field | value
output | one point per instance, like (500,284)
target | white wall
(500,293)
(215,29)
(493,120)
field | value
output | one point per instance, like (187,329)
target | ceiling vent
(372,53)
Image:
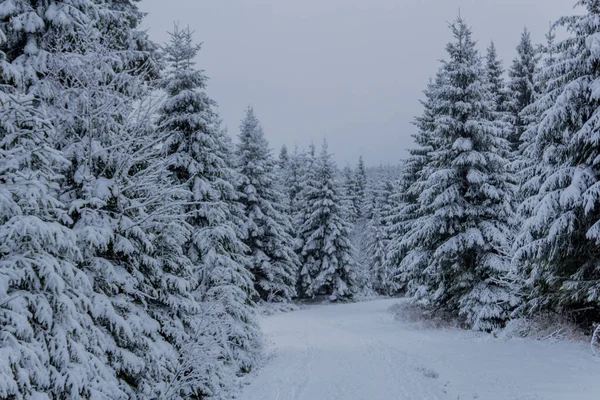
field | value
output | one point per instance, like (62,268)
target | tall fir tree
(381,276)
(50,346)
(406,207)
(274,264)
(521,87)
(349,194)
(198,155)
(495,76)
(360,189)
(464,232)
(326,254)
(557,249)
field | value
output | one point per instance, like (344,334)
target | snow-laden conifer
(326,254)
(199,155)
(267,229)
(464,232)
(558,245)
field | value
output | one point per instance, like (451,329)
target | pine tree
(406,207)
(349,195)
(50,343)
(326,254)
(466,205)
(557,248)
(521,87)
(36,31)
(198,155)
(274,263)
(381,277)
(360,188)
(93,103)
(495,77)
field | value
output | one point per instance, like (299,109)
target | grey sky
(348,70)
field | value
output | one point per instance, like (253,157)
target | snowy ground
(362,352)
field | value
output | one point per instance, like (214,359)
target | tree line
(136,236)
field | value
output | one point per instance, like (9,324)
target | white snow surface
(363,351)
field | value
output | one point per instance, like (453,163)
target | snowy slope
(361,352)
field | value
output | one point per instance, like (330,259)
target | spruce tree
(381,276)
(521,87)
(51,346)
(326,254)
(360,189)
(557,249)
(349,194)
(464,232)
(406,207)
(495,77)
(273,261)
(199,156)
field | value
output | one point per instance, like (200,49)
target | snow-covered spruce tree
(529,172)
(557,250)
(521,88)
(360,189)
(349,193)
(49,344)
(274,264)
(406,207)
(466,204)
(495,77)
(326,254)
(381,277)
(198,155)
(37,30)
(93,94)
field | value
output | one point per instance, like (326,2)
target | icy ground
(362,352)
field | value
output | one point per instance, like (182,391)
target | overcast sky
(348,70)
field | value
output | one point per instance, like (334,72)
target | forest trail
(361,351)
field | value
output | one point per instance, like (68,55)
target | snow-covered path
(361,352)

• Task goal:
Please transcribe every record above exactly as written, leaving out the pictures.

• Output for this exercise:
field | value
output | one point per instance, like (500,284)
target | white wall
(500,293)
(215,29)
(493,120)
field | value
output | one point per instance, like (187,329)
target | ceiling vent
(372,53)
Image:
field | value
output | one point per instance, like (62,268)
target | tall fir tree
(381,276)
(50,346)
(406,207)
(274,264)
(521,87)
(349,194)
(198,155)
(495,76)
(360,189)
(464,232)
(326,254)
(557,249)
field | value
output | one point per instance, like (344,334)
target | snow-laden conifer
(326,254)
(199,155)
(267,229)
(464,232)
(558,245)
field | value
output | one point per instance, like (451,329)
target | pine tree
(406,207)
(349,195)
(50,343)
(326,254)
(466,205)
(557,248)
(521,87)
(36,31)
(198,155)
(274,263)
(381,277)
(360,188)
(93,103)
(495,77)
field | value
output | one point per instance, like (299,109)
target | grey sky
(348,70)
field | value
output | one point per instance, like (253,157)
target | snowy ground
(362,352)
field | value
output | one point per instance, like (214,359)
target | tree line
(136,236)
field | value
output | one point per instance, like (9,324)
target | white snow surface
(363,351)
field | value
output | one point per instance, like (453,163)
target | snowy slope
(361,352)
field | value
output | one point per instance, like (330,259)
target | spruce tree
(381,276)
(521,87)
(51,346)
(326,254)
(360,189)
(557,249)
(349,194)
(464,232)
(406,207)
(495,77)
(273,261)
(199,156)
field | value
output | one point per instance, like (200,49)
target | snow-covered spruce tree
(529,172)
(557,250)
(521,88)
(360,189)
(349,193)
(49,344)
(274,264)
(406,207)
(466,204)
(495,77)
(326,254)
(381,277)
(198,155)
(37,30)
(93,94)
field | value
output | one point per instance, like (326,2)
target | icy ground
(362,352)
field | value
output | one point per instance, like (182,391)
target | overcast sky
(348,70)
field | value
output | one point per instance, like (334,72)
target | forest trail
(361,351)
field | value
output | one point per instance, like (68,55)
target | snow-covered path
(361,352)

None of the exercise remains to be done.